╔══

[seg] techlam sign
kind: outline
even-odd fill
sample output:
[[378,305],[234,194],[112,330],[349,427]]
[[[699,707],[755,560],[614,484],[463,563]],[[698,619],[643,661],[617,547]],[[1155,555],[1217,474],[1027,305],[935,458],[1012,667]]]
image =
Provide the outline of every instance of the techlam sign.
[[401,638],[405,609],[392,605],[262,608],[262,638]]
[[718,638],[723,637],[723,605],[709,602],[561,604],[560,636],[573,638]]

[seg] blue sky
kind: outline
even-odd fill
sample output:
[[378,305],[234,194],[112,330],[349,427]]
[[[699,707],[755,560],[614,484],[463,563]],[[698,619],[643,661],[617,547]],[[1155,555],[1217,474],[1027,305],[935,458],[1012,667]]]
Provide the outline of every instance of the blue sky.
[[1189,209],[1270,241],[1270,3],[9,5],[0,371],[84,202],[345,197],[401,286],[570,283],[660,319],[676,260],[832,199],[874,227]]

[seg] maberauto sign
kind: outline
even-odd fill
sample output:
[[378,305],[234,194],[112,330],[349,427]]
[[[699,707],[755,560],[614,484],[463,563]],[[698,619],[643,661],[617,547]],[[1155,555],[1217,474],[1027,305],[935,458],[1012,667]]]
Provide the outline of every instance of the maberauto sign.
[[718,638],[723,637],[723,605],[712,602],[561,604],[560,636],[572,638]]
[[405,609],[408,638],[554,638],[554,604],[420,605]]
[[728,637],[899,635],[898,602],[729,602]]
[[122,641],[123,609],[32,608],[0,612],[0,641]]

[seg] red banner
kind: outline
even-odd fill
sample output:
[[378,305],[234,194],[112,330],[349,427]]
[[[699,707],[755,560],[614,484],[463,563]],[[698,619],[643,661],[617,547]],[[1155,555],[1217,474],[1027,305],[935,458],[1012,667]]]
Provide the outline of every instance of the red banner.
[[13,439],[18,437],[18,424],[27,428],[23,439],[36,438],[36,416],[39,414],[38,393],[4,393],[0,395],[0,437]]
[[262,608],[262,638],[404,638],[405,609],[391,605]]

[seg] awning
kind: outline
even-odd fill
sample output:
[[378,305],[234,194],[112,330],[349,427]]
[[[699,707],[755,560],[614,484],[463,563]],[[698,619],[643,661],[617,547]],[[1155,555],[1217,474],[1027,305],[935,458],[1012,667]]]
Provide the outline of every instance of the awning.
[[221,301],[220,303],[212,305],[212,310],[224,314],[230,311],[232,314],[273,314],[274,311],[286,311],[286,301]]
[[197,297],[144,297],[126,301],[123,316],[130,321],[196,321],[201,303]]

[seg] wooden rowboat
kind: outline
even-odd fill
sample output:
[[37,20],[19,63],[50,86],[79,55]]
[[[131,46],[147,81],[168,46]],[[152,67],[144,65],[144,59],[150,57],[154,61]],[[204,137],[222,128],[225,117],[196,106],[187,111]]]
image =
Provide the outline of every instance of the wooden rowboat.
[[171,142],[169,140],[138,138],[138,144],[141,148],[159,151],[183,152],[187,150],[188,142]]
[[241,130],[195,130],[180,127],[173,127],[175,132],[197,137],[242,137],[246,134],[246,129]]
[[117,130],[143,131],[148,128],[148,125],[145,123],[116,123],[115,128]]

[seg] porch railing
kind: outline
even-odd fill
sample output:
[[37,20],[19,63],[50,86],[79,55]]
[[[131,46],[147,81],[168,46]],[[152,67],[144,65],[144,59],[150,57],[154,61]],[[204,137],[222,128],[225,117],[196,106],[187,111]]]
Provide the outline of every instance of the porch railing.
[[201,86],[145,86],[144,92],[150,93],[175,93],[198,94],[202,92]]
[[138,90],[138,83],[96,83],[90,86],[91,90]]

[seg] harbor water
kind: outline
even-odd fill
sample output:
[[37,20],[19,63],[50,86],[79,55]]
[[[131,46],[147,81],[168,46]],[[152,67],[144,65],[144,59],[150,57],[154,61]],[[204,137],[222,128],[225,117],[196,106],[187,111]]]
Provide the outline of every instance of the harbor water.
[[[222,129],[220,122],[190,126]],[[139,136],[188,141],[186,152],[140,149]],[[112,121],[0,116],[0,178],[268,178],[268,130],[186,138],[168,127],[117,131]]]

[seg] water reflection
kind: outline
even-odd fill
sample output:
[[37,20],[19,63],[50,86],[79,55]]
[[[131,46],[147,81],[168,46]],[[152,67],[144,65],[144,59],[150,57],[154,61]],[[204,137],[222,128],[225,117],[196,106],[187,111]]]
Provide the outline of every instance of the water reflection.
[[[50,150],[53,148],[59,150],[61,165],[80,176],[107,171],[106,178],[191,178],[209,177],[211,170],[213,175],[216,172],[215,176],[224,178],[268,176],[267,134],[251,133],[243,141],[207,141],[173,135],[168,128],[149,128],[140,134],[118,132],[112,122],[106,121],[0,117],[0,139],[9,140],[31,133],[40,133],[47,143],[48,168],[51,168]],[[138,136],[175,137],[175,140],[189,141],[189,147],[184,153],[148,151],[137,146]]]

╚══

CONSIGNE:
Recopiez toutes les données ci-dessus à l'identique, de la première ligne à la dernière, sans rien y changer.

RÉPONSE:
[seg] techlam sign
kind: outline
even-odd fill
sample output:
[[378,305],[234,194],[112,330],[349,427]]
[[[699,707],[755,560],[614,484],[463,563]],[[698,619],[643,661],[617,547]],[[1155,555],[1217,474],[1027,305],[935,458],[1012,667]]]
image =
Provide the outline of every instance of the techlam sign.
[[401,638],[405,609],[392,605],[262,608],[262,638]]
[[718,638],[723,637],[723,605],[709,602],[561,604],[560,636],[573,638]]

[seg] blue sky
kind: outline
even-odd fill
sample output:
[[378,305],[234,194],[112,330],[349,427]]
[[[699,707],[755,560],[614,484],[463,563]],[[698,619],[643,661],[617,547]],[[1155,555],[1217,474],[1027,305],[935,458],[1012,667]]]
Provide the outline of every instance of the blue sky.
[[1189,209],[1270,241],[1270,3],[9,5],[0,371],[84,202],[345,197],[401,286],[570,283],[660,319],[676,260],[832,199],[874,227]]

[seg] maberauto sign
kind: outline
even-odd fill
sample output:
[[378,305],[234,194],[112,330],[349,427]]
[[[699,707],[755,560],[614,484],[463,563]],[[698,619],[643,661],[617,547]],[[1155,555],[1217,474],[1027,305],[935,458],[1012,667]]]
Provide the outline of every instance of the maberauto sign.
[[718,638],[723,637],[723,605],[712,602],[561,604],[560,636],[572,638]]
[[405,609],[408,638],[554,638],[554,604],[420,605]]
[[728,637],[899,635],[898,602],[729,602]]
[[122,641],[123,609],[32,608],[0,612],[0,641]]

[seg] red banner
kind: outline
even-odd fill
sample output:
[[378,305],[234,194],[112,330],[349,427]]
[[[699,707],[755,560],[614,484],[463,563]],[[698,619],[643,661],[617,547]],[[1155,555],[1217,474],[1027,305],[935,458],[1012,667]]]
Provide the outline of every instance of the red banner.
[[13,439],[18,437],[18,424],[27,428],[23,439],[36,438],[36,416],[39,414],[38,393],[4,393],[0,395],[0,437]]
[[262,608],[262,638],[404,638],[405,609],[391,605]]

[seg] awning
kind: outline
even-odd fill
sample output:
[[378,305],[234,194],[112,330],[349,427]]
[[[699,707],[755,560],[614,484],[463,563]],[[698,619],[643,661],[617,547]],[[1155,555],[1217,474],[1027,305],[935,458],[1012,667]]]
Provide the outline of every instance of the awning.
[[221,301],[220,303],[212,305],[212,310],[224,314],[230,311],[232,314],[273,314],[274,311],[286,311],[286,301]]
[[197,297],[144,297],[126,301],[123,316],[130,321],[196,321],[201,303]]

[seg] wooden rowboat
kind: outline
even-odd fill
sample output:
[[37,20],[19,63],[50,86],[79,55]]
[[[131,46],[147,81],[168,46]],[[152,67],[144,65],[144,59],[150,57],[154,61]],[[204,137],[222,128],[225,117],[196,106],[187,111]]]
image =
Provide the outline of every instance of the wooden rowboat.
[[171,142],[169,140],[138,138],[138,144],[141,148],[159,151],[183,152],[187,150],[188,142]]
[[241,130],[195,130],[180,127],[173,127],[175,132],[197,137],[242,137],[246,134],[246,129]]
[[117,130],[143,131],[148,128],[148,125],[145,123],[116,123],[115,128]]

[seg] porch railing
kind: outline
even-odd fill
sample output:
[[37,20],[19,63],[50,86],[79,55]]
[[[131,46],[147,81],[168,46]],[[152,67],[144,65],[144,59],[150,57],[154,61]],[[204,137],[222,128],[225,117],[196,106],[187,111]]]
Provide the outline of every instance of the porch railing.
[[201,86],[145,86],[144,92],[150,93],[175,93],[198,94],[202,92]]
[[138,90],[138,83],[96,83],[90,86],[91,90]]

[seg] harbor water
kind: outline
even-odd fill
sample output:
[[37,20],[19,63],[50,86],[79,55]]
[[[131,46],[147,81],[168,46]],[[152,67],[144,65],[144,59],[150,57],[154,61]],[[204,137],[222,128],[225,117],[196,106],[187,111]]]
Provide the outline of every instance of the harbor water.
[[[222,129],[220,122],[190,126]],[[139,136],[188,141],[186,152],[140,149]],[[112,121],[0,116],[0,178],[268,178],[268,130],[186,138],[168,127],[117,131]]]

[seg] water reflection
kind: outline
even-odd fill
sample output:
[[37,20],[19,63],[50,86],[79,55]]
[[[131,46],[147,81],[168,46]],[[152,67],[144,65],[144,59],[150,57],[154,61]],[[204,137],[222,128],[225,117],[196,106],[187,111]]]
Provide the outline of every instance of the water reflection.
[[[50,150],[53,148],[59,150],[61,165],[80,176],[107,171],[106,178],[191,178],[209,177],[211,170],[213,175],[216,172],[215,176],[224,178],[268,176],[267,134],[251,133],[243,141],[207,141],[173,135],[168,128],[149,128],[140,134],[118,132],[112,122],[106,121],[0,117],[0,139],[9,140],[31,133],[40,133],[47,143],[48,168],[51,168]],[[138,136],[175,137],[175,140],[189,141],[189,147],[184,153],[148,151],[137,146]]]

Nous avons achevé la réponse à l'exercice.